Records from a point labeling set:

# # #

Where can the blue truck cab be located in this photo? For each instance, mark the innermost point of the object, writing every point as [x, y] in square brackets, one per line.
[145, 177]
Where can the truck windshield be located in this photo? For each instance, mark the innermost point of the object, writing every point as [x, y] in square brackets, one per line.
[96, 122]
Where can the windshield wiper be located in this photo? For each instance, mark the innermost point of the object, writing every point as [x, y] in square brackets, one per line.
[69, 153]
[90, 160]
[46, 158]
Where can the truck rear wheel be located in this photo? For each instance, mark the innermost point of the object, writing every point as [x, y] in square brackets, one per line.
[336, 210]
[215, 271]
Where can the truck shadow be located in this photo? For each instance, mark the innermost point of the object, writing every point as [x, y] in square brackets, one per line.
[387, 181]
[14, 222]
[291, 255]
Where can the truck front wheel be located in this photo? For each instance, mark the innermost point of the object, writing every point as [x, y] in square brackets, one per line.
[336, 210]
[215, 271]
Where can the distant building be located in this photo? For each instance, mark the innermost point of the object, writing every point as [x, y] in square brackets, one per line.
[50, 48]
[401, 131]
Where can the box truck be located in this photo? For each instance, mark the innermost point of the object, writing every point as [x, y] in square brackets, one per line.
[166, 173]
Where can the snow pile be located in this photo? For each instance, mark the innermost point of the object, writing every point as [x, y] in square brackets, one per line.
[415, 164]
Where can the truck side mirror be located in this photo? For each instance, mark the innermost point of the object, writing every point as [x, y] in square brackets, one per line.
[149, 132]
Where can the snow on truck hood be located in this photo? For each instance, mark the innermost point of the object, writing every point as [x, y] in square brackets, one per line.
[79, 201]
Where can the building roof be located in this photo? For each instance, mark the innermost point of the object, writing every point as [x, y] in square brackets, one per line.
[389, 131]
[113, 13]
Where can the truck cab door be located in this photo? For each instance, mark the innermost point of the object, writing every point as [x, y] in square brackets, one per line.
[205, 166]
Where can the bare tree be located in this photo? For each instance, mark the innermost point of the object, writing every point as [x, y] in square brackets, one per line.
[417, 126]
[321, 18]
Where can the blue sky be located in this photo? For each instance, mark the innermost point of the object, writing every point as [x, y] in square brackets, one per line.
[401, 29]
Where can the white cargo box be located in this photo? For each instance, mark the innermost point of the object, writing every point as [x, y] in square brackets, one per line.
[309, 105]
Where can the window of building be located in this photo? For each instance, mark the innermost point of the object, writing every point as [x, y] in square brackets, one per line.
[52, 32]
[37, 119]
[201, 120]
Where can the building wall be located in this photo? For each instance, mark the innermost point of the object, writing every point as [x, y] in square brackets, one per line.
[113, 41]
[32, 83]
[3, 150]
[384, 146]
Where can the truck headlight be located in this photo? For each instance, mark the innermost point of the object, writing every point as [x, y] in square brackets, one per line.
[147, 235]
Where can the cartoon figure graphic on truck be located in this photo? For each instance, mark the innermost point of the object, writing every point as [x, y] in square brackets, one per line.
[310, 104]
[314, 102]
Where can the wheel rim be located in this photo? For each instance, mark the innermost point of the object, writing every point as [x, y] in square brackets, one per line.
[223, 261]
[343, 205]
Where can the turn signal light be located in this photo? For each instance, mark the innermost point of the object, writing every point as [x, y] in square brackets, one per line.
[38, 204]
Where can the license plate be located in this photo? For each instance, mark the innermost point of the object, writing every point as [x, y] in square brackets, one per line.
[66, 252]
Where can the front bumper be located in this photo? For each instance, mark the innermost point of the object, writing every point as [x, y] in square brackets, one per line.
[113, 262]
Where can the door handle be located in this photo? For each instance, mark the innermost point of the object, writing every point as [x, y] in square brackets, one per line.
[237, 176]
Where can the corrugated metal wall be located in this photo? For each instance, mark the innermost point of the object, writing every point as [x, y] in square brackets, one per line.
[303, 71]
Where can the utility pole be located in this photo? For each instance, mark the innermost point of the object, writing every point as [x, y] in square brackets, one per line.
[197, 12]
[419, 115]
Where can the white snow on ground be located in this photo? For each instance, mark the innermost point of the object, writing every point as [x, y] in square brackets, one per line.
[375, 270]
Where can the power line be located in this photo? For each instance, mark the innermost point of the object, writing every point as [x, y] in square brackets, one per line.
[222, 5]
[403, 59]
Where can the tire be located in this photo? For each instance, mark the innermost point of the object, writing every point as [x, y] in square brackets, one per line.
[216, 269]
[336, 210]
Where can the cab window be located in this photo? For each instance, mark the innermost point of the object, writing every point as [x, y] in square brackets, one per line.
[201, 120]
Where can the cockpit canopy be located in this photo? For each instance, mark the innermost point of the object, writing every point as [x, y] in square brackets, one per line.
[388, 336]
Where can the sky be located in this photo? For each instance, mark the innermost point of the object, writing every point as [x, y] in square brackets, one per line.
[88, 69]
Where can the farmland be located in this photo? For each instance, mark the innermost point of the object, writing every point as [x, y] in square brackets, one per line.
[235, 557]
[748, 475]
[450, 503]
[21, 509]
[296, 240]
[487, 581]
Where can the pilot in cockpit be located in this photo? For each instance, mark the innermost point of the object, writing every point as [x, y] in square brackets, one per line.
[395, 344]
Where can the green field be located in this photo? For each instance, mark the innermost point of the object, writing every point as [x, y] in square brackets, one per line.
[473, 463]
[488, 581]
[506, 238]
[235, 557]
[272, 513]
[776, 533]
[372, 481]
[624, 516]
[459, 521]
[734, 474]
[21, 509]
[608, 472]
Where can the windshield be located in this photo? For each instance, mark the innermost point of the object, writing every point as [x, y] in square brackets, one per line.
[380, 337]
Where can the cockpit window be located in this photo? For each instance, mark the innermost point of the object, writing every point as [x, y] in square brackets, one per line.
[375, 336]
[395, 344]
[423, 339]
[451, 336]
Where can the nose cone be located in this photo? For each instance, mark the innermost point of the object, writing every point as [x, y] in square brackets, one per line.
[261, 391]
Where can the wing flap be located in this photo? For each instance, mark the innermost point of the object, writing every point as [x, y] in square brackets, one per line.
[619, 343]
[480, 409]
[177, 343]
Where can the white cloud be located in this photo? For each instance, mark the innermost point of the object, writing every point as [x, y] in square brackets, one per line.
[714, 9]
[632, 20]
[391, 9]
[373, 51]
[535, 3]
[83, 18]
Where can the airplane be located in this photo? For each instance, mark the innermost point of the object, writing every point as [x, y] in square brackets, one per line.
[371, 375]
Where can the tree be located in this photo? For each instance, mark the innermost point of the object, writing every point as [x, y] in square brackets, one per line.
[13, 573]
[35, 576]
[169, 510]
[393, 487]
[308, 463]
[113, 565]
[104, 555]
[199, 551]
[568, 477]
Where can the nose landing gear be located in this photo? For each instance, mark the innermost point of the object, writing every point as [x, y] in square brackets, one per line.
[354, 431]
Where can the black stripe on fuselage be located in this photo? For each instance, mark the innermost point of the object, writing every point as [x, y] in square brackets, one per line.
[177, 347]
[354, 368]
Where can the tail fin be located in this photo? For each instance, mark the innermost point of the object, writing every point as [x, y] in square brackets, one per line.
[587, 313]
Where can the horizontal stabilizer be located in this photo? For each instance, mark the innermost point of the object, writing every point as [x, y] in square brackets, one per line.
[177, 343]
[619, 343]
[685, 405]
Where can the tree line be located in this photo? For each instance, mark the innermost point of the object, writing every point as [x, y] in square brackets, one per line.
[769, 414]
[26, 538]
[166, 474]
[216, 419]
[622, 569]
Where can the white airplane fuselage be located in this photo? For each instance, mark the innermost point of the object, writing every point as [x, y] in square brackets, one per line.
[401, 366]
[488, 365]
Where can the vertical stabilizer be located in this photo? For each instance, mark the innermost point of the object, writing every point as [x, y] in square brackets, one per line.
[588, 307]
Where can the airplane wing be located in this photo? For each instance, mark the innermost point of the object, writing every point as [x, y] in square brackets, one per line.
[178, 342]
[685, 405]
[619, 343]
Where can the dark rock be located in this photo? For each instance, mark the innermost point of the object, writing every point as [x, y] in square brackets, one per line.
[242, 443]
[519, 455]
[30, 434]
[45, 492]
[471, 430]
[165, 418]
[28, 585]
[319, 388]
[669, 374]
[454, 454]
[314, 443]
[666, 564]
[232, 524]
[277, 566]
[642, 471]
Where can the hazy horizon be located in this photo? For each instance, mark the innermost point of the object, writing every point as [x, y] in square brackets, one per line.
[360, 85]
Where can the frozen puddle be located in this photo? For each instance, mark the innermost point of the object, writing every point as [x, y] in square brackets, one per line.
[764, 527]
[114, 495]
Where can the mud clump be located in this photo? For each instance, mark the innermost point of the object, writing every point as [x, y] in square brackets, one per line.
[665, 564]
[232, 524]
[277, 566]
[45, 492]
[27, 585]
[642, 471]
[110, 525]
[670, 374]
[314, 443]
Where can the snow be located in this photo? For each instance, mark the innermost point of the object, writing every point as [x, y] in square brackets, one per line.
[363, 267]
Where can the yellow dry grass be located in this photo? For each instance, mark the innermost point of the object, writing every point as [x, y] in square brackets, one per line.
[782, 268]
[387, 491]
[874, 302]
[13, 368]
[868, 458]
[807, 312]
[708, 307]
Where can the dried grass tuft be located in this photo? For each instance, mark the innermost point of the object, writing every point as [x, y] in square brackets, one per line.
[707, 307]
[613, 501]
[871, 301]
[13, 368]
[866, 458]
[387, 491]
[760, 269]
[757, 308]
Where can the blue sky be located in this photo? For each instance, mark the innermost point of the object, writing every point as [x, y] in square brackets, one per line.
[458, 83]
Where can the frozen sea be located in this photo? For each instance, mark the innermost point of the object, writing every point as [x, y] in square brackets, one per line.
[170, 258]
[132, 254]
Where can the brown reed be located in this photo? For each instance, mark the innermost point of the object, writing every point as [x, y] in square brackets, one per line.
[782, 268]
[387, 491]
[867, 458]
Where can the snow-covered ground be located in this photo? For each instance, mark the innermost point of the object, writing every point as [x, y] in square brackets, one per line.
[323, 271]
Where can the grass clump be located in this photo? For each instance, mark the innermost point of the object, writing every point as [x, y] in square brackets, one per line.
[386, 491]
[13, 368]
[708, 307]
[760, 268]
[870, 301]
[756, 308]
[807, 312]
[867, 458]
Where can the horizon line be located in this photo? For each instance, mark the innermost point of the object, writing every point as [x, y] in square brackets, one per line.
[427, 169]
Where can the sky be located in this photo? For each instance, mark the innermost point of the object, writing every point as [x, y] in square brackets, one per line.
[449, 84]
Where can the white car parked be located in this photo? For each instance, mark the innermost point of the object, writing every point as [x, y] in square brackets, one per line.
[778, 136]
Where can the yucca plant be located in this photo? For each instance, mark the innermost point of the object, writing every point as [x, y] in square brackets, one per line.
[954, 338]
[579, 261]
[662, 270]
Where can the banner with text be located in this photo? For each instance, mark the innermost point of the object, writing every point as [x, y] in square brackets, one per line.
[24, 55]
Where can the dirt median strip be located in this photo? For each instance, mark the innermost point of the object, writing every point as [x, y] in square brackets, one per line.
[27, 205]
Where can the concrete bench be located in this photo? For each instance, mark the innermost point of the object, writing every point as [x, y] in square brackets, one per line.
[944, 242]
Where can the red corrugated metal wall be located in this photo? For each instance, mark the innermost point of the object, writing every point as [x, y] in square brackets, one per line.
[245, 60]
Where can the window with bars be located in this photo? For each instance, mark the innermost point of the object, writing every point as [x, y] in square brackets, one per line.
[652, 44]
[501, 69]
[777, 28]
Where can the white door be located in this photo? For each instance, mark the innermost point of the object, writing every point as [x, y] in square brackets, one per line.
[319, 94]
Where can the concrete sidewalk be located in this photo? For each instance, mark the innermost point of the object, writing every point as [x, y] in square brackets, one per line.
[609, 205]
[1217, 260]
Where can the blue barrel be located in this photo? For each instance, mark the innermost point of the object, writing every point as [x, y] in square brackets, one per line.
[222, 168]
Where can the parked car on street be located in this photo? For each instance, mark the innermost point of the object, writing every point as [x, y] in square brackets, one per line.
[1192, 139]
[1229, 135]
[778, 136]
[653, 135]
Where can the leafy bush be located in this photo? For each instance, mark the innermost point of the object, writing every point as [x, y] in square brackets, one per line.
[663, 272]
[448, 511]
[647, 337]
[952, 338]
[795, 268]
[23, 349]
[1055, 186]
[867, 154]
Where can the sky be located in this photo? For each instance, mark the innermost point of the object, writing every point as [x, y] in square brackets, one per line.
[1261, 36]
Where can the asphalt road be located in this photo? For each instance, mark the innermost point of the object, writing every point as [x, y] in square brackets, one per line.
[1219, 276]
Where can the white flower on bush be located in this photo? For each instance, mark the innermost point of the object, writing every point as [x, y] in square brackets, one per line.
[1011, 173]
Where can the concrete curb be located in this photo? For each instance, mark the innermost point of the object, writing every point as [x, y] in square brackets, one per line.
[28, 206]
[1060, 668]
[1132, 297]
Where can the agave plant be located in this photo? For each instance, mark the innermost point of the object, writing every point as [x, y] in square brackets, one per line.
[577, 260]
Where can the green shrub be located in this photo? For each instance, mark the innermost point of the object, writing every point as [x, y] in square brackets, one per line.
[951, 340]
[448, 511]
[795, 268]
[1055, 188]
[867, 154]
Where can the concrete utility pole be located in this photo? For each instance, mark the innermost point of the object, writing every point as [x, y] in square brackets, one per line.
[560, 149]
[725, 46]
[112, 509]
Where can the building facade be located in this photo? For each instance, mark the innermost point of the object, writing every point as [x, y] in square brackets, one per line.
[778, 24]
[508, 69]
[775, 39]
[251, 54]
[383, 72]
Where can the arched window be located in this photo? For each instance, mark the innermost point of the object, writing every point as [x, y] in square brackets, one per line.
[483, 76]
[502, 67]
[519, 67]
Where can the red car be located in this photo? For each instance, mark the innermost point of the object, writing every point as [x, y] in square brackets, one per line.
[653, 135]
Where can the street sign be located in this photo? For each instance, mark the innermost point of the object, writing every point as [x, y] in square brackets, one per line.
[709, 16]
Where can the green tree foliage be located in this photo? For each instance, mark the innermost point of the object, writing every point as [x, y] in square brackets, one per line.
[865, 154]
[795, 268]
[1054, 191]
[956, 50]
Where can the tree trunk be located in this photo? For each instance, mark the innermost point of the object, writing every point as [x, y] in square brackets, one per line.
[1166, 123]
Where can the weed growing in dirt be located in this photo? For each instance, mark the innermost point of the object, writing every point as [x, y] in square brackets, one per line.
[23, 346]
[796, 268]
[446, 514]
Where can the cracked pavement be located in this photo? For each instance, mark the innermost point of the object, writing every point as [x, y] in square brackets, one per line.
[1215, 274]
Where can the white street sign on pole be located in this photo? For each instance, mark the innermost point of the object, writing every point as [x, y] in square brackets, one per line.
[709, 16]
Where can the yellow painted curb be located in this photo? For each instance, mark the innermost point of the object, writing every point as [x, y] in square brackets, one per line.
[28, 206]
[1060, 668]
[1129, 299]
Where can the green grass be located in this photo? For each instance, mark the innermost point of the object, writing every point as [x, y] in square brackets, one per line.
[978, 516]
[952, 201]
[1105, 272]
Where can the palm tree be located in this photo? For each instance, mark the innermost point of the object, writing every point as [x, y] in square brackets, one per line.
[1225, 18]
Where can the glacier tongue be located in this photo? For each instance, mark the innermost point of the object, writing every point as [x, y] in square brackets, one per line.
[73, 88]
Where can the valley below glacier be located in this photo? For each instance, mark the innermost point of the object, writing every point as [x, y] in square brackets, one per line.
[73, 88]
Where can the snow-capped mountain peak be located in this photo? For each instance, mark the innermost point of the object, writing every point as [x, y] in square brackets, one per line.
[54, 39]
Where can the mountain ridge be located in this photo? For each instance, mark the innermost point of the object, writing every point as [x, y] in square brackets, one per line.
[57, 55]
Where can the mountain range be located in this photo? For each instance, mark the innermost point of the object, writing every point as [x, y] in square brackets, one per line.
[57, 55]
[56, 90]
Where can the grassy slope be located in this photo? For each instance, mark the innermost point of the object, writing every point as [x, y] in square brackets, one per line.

# # #

The task
What needs duplicating is the run of lines from the one containing "Where can the palm" through the last line of the entries above, exact and complete.

Worked answer
Where can the palm tree be located in this photo? For each instance, mark the innermost point of the object, writing every point as [x, y] in square brackets, one per line.
[1225, 18]
Where can the glacier tongue be located in this photo? For each instance, mark the innermost point of the object, writing every point as [x, y] in square brackets, one per line.
[73, 88]
Where can the valley below glacier be located in this photo? For each instance, mark the innermost point of the object, writing every point as [x, y] in square brackets, one per line.
[73, 88]
Where can the snow-capped mountain peak be located in this photo? For each instance, mark the innermost point of the object, writing every point as [x, y] in square brackets, one per line.
[54, 39]
Where can the mountain ridge be located in this photo? For each instance, mark the innermost point of the object, writing every point as [x, y] in square brackets, one per line.
[57, 55]
Where can the mountain range be located in this photo? For each instance, mark the innermost point of the object, writing every point as [x, y] in square brackets, one per line.
[57, 55]
[56, 90]
Where can the grassy slope be located in this photo? For each instance, mark the innermost point of the object, writing every point as [x, y] in square brackets, one per line.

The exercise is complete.